■ **Try it**
Leave the pictures out and repeat the rest of the data below exactly.

Given records Block Start

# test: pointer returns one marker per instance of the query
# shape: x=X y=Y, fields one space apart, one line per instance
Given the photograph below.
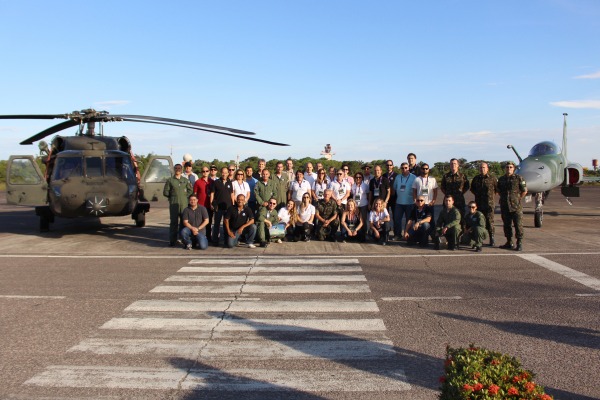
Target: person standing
x=512 y=189
x=177 y=189
x=448 y=224
x=404 y=197
x=195 y=220
x=485 y=186
x=239 y=221
x=220 y=201
x=202 y=189
x=455 y=184
x=475 y=232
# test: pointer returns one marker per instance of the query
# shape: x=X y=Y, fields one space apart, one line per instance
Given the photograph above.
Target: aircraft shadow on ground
x=574 y=336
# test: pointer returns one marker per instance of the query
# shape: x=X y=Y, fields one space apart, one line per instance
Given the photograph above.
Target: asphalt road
x=100 y=309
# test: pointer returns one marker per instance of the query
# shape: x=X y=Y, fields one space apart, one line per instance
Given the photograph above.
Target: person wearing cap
x=177 y=189
x=512 y=189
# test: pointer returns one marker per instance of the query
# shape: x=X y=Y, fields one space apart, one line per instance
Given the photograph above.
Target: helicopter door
x=25 y=184
x=160 y=168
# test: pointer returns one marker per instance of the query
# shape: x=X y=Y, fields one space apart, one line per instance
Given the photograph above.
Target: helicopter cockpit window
x=543 y=149
x=158 y=171
x=93 y=167
x=67 y=167
x=22 y=172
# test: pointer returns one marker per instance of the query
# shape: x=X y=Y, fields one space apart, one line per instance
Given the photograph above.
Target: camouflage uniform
x=485 y=187
x=281 y=186
x=178 y=192
x=450 y=219
x=262 y=233
x=478 y=233
x=456 y=185
x=510 y=188
x=327 y=210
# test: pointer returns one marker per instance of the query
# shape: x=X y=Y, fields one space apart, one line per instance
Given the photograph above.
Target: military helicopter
x=92 y=175
x=547 y=167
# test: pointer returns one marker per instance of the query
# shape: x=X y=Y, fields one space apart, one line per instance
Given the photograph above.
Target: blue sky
x=374 y=79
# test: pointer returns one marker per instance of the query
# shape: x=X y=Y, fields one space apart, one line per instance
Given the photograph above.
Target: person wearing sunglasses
x=475 y=232
x=512 y=189
x=202 y=189
x=418 y=227
x=267 y=219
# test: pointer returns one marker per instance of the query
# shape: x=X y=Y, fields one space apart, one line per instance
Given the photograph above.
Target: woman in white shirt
x=306 y=216
x=379 y=220
x=288 y=216
x=240 y=186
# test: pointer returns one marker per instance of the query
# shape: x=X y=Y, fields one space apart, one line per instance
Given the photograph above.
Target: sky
x=376 y=80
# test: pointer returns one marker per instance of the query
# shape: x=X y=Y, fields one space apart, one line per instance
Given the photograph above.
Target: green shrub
x=476 y=373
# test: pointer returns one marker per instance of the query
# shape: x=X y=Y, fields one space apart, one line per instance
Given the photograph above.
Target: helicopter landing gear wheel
x=44 y=224
x=140 y=220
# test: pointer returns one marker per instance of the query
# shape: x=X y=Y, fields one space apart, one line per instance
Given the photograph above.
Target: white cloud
x=594 y=104
x=595 y=75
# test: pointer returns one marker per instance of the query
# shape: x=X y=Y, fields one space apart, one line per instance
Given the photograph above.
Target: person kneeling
x=419 y=223
x=475 y=232
x=379 y=219
x=195 y=219
x=448 y=224
x=240 y=221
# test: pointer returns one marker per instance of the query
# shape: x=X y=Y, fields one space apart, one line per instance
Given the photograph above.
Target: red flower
x=493 y=389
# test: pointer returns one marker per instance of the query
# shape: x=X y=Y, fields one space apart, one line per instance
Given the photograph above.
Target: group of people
x=258 y=207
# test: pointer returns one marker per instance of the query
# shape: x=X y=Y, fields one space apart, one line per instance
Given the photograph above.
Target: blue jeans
x=249 y=232
x=187 y=237
x=401 y=210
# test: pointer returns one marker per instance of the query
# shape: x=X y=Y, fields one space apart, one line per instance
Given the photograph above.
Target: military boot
x=519 y=245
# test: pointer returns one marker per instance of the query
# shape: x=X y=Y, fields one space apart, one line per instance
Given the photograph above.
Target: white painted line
x=8 y=296
x=266 y=278
x=231 y=380
x=242 y=350
x=256 y=270
x=229 y=324
x=253 y=306
x=421 y=298
x=565 y=271
x=263 y=289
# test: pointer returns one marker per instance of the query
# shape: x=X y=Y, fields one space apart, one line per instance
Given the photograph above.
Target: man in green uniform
x=475 y=232
x=281 y=184
x=448 y=224
x=267 y=217
x=455 y=184
x=177 y=189
x=485 y=186
x=512 y=189
x=327 y=215
x=264 y=189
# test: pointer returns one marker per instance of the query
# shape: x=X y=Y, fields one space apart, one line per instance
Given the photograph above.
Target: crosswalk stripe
x=238 y=350
x=258 y=270
x=266 y=278
x=226 y=380
x=237 y=324
x=250 y=288
x=253 y=306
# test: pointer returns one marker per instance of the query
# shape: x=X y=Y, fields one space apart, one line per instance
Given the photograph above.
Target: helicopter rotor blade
x=50 y=131
x=182 y=122
x=205 y=129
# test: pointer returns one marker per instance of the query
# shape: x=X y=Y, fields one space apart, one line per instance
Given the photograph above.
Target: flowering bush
x=476 y=373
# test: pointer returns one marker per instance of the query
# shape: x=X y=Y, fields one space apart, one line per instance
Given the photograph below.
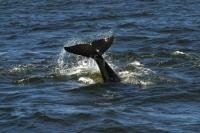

Given records Block End

■ **Exercise output**
# test: pointer returns one marker per instance of the query
# shape: x=X y=Y, fields one space apart, one line per instance
Given the photograph below.
Target: person standing
x=512 y=189
x=177 y=189
x=448 y=224
x=404 y=197
x=195 y=220
x=485 y=186
x=239 y=221
x=220 y=201
x=202 y=189
x=455 y=184
x=475 y=232
# test: pointer returns one marker per instance of the query
# shape: x=X y=Y, fields one space apart, one line per instance
Given the photograph above.
Target: aircraft shadow on ground
x=574 y=336
# test: pointer returns one marker per instance of the query
# shape: x=X y=Y, fields one space apart, one line per instance
Given the photograph above.
Target: asphalt road
x=100 y=309
# test: pointer returns one marker per instance of the query
# shape: x=X y=Y, fields one space apart, one line per instance
Given the photograph above.
Target: person wearing cap
x=177 y=189
x=512 y=189
# test: pointer returns one marker per instance of the query
# shape: x=X y=Y, fields one space apart, one line per instance
Given the photograph above.
Target: helicopter door
x=25 y=184
x=160 y=168
# test: pointer returns one marker per instance of the query
# shape: x=X y=Y, fields one space apart, one line per instance
Given the photograph above.
Target: helicopter cockpit window
x=543 y=149
x=158 y=171
x=93 y=167
x=67 y=167
x=22 y=172
# test: pointer returns one marker per instance of the query
# shape: x=X y=Y, fields one space apart, one line per instance
Given the photograph above.
Target: camouflage uniform
x=485 y=187
x=281 y=186
x=178 y=192
x=450 y=219
x=262 y=233
x=478 y=233
x=456 y=185
x=510 y=188
x=327 y=210
# test: pointer returns one marker per instance of the query
# shape: x=X y=Y, fields one space apart, one line per instance
Given the photograph above.
Target: military helicopter
x=92 y=175
x=547 y=167
# test: pointer returns one marker per instance of the query
# shape: x=X y=Y, fields one space apart, one line per instance
Given the photograph above.
Target: blue sky
x=374 y=79
# test: pointer returns one marker per instance of the query
# shape: x=X y=Y, fields one space apart, one line per instance
Given the photograph above.
Target: person wearing sunglasses
x=475 y=232
x=512 y=189
x=202 y=189
x=418 y=227
x=267 y=219
# test: pointer returns one marker per instance of the query
# shape: x=X y=Y, fields one space apart, one line per instance
Given the photograph above.
Target: woman in white shirt
x=306 y=216
x=379 y=220
x=288 y=216
x=240 y=186
# test: pointer returns one marker per instance of the query
# shape: x=X y=Y, fields one space apart, one line per instance
Given the photograph above.
Target: sky
x=376 y=80
# test: pointer returns one marker per instance of the query
# shape: x=X y=Y, fields one space apart, one line per instance
Given the photograph above.
Target: green shrub
x=476 y=373
# test: pointer returns one marker per instance of the query
# shape: x=X y=Y, fields one space apart, one line per instance
Given the photograph above.
Target: helicopter landing gear wheel
x=44 y=224
x=140 y=220
# test: pointer returns one marker per instance of the query
# shape: x=X y=Y, fields one space apart, one line per instance
Given the photograph above.
Target: white cloud
x=594 y=104
x=595 y=75
# test: pointer returns one marker per instance of the query
# shape: x=X y=Y, fields one space apart, one line per instance
Given the photograph above.
Target: person kneeling
x=419 y=223
x=475 y=232
x=379 y=219
x=195 y=219
x=448 y=224
x=240 y=221
# test: pointer returns one marker per instance of the query
# shape: x=X y=Y, fields one space apart, one line per instance
Given the photograph above.
Target: red flower
x=493 y=389
# test: pointer returns one marker per instance of the query
# shape: x=X y=Y, fields one space apart, one line per instance
Given the photograph above.
Target: group of people
x=258 y=207
# test: pointer returns one marker per instance of the query
# shape: x=X y=Y, fields one space apart, one line per instance
Given the photograph above.
Target: blue jeans
x=249 y=232
x=187 y=237
x=401 y=210
# test: pointer returns one marker per instance of the query
# shape: x=X y=Y, fields one space apart, one line per instance
Given the photograph above.
Target: military boot
x=519 y=245
# test: pointer returns one marker per instance of the query
# shape: x=X y=Y, fields one space apart, one line per instance
Given the photograph above.
Target: white painted line
x=8 y=296
x=266 y=278
x=231 y=380
x=242 y=350
x=256 y=270
x=229 y=324
x=253 y=306
x=421 y=298
x=565 y=271
x=263 y=289
# test: pointer returns one marker per instance of the query
# shape: x=X y=Y, fields one space apart, one line per instance
Given the photograph above.
Target: man in green uniform
x=475 y=232
x=281 y=184
x=448 y=224
x=267 y=217
x=455 y=184
x=177 y=189
x=485 y=186
x=512 y=189
x=327 y=215
x=264 y=189
# test: pointer returns one marker per instance of the query
# shape: x=X y=Y, fields one space apart, one line per instance
Given the photograph above.
Target: crosswalk stripe
x=238 y=350
x=258 y=270
x=266 y=278
x=226 y=380
x=237 y=324
x=250 y=288
x=253 y=306
# test: pointer returns one marker per instance of the query
# shape: x=X y=Y, fields one space apart, one line per instance
Given the photograph above.
Target: helicopter rotor blade
x=50 y=131
x=182 y=122
x=205 y=129
# test: pointer returns one marker per instance of the query
# shape: x=X y=Y, fields one space apart, one line per instance
Given the photograph above.
Target: flowering bush
x=476 y=373
# test: pointer returns one marker per instance of the query
# shape: x=X y=Y, fields one space apart, one line per instance
Given the photograph below.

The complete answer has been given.